• **Items**

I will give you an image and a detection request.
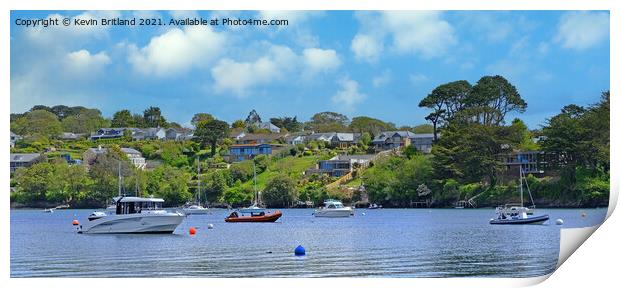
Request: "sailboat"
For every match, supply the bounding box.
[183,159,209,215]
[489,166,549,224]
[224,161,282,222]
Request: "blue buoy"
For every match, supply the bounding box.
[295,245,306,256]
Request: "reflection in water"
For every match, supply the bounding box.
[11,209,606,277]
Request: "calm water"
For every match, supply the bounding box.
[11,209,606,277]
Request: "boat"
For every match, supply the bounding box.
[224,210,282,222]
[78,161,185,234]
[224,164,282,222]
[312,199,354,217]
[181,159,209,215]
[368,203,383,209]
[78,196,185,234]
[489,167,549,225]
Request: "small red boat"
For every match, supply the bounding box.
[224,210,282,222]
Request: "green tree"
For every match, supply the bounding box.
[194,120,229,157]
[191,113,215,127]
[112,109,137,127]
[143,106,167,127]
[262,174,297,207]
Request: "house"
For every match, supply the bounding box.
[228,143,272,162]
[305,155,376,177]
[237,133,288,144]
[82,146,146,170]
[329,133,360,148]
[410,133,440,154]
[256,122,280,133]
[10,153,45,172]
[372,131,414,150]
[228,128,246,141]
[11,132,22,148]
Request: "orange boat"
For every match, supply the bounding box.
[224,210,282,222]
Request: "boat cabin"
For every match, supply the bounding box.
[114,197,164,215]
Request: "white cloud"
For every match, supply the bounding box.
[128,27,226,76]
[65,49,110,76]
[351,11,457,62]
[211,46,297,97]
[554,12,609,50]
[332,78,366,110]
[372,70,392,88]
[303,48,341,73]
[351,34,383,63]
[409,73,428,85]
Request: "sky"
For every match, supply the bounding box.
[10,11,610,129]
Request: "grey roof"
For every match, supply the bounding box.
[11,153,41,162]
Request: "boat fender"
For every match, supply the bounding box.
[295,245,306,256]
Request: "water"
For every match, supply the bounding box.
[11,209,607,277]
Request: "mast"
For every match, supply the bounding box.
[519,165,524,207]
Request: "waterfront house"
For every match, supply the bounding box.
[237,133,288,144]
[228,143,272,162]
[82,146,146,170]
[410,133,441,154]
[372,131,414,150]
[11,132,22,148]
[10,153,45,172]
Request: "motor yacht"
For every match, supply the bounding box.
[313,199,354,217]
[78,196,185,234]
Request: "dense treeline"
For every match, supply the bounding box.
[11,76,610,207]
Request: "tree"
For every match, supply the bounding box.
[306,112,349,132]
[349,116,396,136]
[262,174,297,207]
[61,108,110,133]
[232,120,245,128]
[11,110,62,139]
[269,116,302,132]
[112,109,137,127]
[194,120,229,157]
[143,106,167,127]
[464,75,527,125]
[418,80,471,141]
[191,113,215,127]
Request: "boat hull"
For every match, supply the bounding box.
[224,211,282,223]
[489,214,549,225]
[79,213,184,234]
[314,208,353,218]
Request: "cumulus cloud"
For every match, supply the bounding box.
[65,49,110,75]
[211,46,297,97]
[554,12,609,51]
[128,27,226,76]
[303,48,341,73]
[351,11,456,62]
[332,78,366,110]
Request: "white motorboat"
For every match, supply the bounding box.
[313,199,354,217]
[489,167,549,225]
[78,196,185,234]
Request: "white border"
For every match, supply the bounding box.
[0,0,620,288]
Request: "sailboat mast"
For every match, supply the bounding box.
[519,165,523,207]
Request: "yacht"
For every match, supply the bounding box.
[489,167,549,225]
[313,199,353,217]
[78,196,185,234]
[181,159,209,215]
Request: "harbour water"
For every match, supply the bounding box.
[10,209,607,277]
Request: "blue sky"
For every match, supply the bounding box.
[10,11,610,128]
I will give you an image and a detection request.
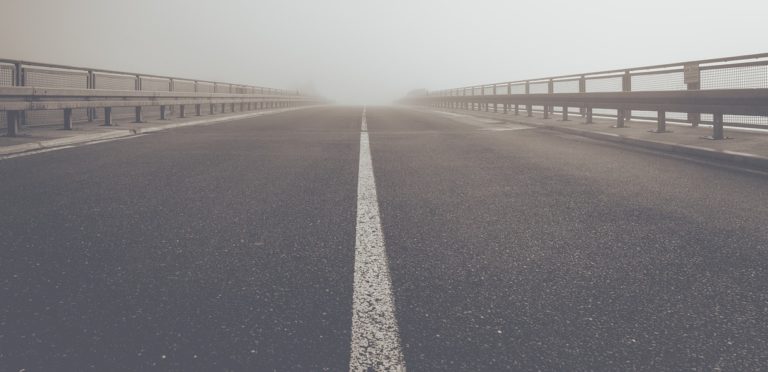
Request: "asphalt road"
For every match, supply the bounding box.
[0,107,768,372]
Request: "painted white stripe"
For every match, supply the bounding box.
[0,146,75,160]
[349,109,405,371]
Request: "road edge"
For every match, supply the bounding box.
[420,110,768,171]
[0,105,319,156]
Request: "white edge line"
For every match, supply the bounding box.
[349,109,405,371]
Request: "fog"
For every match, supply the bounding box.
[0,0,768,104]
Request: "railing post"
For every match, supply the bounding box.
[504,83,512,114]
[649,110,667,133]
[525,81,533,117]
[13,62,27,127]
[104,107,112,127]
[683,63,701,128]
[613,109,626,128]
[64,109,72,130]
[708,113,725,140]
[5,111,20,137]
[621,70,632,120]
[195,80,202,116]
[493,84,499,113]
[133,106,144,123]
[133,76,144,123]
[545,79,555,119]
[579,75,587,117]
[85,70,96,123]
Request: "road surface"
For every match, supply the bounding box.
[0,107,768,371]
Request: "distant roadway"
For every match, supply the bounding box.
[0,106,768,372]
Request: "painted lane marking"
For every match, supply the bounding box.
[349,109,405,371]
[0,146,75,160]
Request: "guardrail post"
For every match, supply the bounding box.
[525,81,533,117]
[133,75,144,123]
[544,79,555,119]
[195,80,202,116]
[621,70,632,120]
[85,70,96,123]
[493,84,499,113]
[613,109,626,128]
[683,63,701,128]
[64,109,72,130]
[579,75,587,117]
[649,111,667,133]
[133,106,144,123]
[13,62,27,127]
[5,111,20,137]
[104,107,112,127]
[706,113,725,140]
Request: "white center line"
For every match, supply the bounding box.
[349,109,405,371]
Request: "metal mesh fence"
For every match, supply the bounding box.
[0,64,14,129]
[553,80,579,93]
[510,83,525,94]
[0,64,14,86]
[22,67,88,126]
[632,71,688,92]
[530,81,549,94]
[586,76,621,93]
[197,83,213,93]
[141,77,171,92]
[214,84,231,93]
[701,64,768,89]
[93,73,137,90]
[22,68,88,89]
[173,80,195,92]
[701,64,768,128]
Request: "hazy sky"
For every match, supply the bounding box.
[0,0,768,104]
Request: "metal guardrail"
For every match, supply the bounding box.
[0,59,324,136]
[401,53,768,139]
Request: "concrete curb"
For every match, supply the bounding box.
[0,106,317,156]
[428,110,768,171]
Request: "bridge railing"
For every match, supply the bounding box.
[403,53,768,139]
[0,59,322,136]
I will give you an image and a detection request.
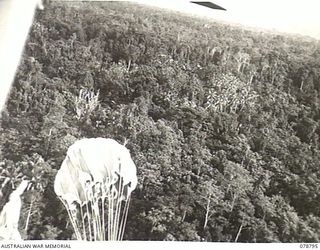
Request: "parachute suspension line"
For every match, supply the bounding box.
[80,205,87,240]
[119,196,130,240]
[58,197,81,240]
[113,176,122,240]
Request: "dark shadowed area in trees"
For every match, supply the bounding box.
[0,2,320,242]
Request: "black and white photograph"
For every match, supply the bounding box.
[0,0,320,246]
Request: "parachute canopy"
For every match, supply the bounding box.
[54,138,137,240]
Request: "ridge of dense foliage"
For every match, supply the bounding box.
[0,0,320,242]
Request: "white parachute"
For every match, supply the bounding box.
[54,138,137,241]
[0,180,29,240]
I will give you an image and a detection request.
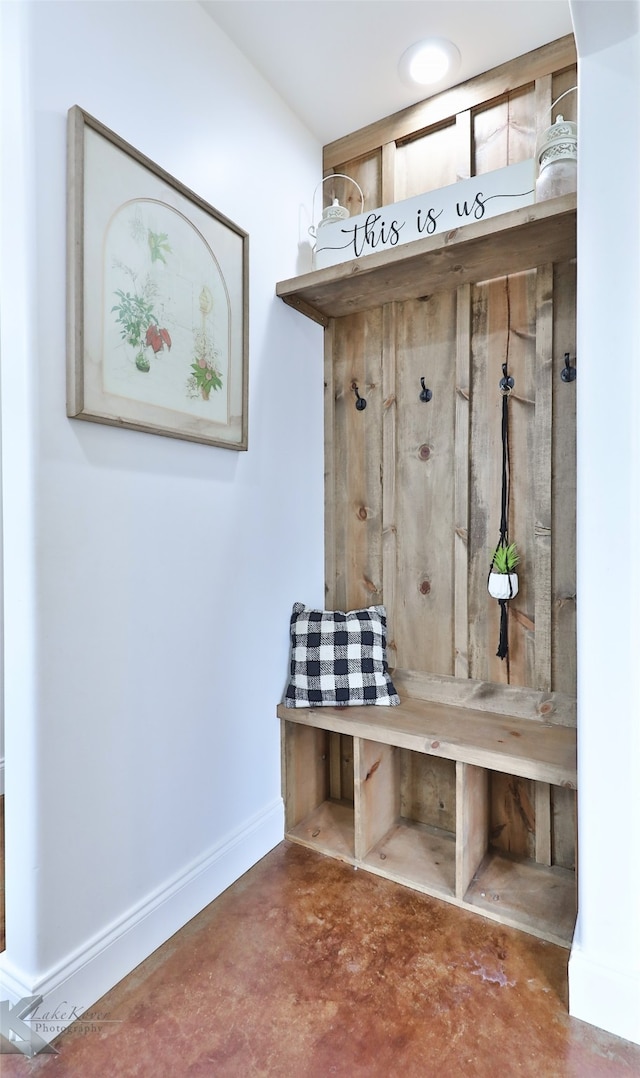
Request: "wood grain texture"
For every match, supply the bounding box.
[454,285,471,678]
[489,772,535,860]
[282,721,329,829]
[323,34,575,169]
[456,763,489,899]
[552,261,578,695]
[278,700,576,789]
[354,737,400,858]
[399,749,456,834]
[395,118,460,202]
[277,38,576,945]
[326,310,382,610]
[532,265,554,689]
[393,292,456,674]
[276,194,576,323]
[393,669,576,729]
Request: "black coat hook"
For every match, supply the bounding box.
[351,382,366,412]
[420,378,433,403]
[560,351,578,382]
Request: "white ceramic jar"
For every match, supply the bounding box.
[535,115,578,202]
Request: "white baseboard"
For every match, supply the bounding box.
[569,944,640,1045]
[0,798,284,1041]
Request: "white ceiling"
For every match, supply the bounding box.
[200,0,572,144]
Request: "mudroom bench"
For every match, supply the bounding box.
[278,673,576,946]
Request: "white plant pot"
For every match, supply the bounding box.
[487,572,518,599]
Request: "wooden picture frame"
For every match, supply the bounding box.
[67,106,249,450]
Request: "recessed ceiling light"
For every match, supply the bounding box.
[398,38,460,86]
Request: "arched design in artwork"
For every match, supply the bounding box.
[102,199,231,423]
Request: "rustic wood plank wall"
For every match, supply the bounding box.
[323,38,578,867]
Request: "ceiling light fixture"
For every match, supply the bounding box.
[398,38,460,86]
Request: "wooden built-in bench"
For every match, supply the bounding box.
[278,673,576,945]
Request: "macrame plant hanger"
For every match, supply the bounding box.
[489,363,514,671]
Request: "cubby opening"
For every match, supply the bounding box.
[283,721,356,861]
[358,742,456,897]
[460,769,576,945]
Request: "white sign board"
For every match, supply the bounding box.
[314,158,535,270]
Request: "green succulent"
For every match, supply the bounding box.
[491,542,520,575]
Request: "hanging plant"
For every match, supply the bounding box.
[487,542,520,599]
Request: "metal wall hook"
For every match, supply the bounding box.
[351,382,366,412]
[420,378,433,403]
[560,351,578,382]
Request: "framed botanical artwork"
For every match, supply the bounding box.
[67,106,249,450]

---

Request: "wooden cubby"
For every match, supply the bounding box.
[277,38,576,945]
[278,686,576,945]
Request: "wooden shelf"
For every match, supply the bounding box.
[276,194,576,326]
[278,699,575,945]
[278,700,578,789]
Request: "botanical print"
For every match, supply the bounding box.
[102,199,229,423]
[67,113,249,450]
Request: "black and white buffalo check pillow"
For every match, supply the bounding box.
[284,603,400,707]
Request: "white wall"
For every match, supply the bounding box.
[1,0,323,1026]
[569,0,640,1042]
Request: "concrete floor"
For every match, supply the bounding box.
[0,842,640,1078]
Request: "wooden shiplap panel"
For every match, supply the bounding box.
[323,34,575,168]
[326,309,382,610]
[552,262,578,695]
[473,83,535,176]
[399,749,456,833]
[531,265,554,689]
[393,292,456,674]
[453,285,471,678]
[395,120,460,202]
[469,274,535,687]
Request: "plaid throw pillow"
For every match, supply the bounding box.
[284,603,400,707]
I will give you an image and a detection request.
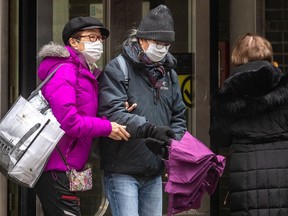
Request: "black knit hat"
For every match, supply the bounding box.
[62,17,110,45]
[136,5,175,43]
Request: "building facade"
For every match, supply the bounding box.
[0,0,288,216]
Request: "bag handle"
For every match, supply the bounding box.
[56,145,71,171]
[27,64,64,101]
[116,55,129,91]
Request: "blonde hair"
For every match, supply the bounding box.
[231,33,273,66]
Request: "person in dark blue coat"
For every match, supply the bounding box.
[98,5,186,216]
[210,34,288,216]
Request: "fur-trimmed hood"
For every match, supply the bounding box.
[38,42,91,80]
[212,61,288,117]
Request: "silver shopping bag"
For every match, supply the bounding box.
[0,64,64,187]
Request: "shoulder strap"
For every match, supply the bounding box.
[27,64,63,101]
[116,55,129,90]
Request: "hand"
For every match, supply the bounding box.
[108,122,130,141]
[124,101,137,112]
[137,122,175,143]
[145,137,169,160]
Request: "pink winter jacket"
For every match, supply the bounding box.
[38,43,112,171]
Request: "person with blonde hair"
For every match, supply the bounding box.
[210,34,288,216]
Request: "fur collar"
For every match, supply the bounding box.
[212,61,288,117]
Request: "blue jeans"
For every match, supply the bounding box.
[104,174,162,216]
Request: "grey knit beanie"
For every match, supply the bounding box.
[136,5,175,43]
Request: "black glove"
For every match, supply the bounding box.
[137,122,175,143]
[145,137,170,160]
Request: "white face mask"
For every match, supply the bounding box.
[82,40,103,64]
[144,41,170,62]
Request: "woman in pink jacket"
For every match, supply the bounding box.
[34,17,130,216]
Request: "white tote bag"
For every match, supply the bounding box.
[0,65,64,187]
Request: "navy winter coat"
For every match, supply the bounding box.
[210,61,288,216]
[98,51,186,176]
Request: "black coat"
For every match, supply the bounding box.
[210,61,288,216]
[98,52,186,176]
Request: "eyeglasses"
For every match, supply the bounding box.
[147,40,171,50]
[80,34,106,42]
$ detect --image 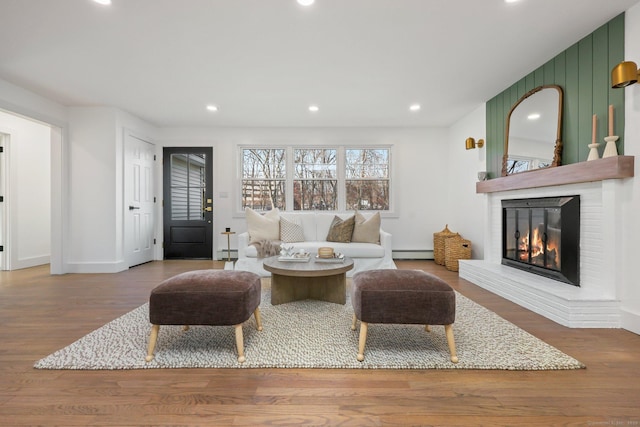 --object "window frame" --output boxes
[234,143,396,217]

• **Challenge**
Count the lines in the entries above that contain the string "hair", with case taken into account. Give only the number.

• **Worked answer**
2